Cul de Sac

Are we in a hopeless dead-end?

by

Fifth Estate # 383, Summer, 2010

FE Note: Usually, Fifth Estate essays are filled with the vision that alternatives exist to our current predicament. This article explores the possibility that humanity has already been extinguished and that there may be no hope of fashioning a different world. If that’s the case, do we just cease our resistance? Comments welcome.

When many of the original people who inhabited Australia realised that their culture was being wiped out, they refused the entreaties of anthropologists and took their knowledge with them when they died.

They knew the world was being changed, that human things were being snuffed out in favour of a new, anti-human form of social organisation. To enable the survival of an empty culture, one with form, but no content, would be an absurdity, they reasoned.

Their culture would become an academic product, an ideological or political product, and a product for sale. The heroes who took their knowledge with them may not have articulated this possibility in the way I just have, but they knew it. Their intelligence far outstripped the intelligence of those kind anthropological scientists who blew in on a blood-soaked breeze.

Their intelligence was greater, but in this battle between two forms of social organisation, their power was less. They were strong enough to be still and quiet in the last breaths of their community when they could have been remembered and celebrated in the new culture as the last of the true people. They knew their words and knowledge, if spoken out loud, would be put on show, or worse would be misunderstood. In the face of circumstances that were consuming them, they ‘remained tightlipped.

--- DATA ---
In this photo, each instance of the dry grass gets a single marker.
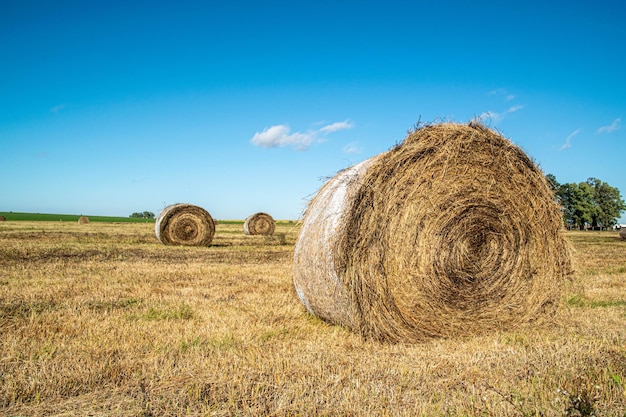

--- WHAT THIS TASK INVOLVES ---
Continue the Fifth Estate essay on Australia's original peoples and their withheld knowledge, picking up after its final sentence.

--- FINAL RESULT ---
When I speak about the original inhabitants of Australia, I mean all people across the world who lived in pre-civilisation societies. In its most basic definition civilisation means living in cities, and the best definition of civilisation is a society organised by the power residing in cities.

Other definitions of the word civilisation, for example, one where it is defined in opposition to “savage,” or “primitive,” only strengthens the validity of the above definition. Civilisation has only occurred whenever city power has arisen.

The civilisation we live under today is global with one economic system. This system is capitalism; it is a perfected form of civilisation.

The formal definition of Capital (the root word of capitalism) is wealth available for use in the production of further wealth.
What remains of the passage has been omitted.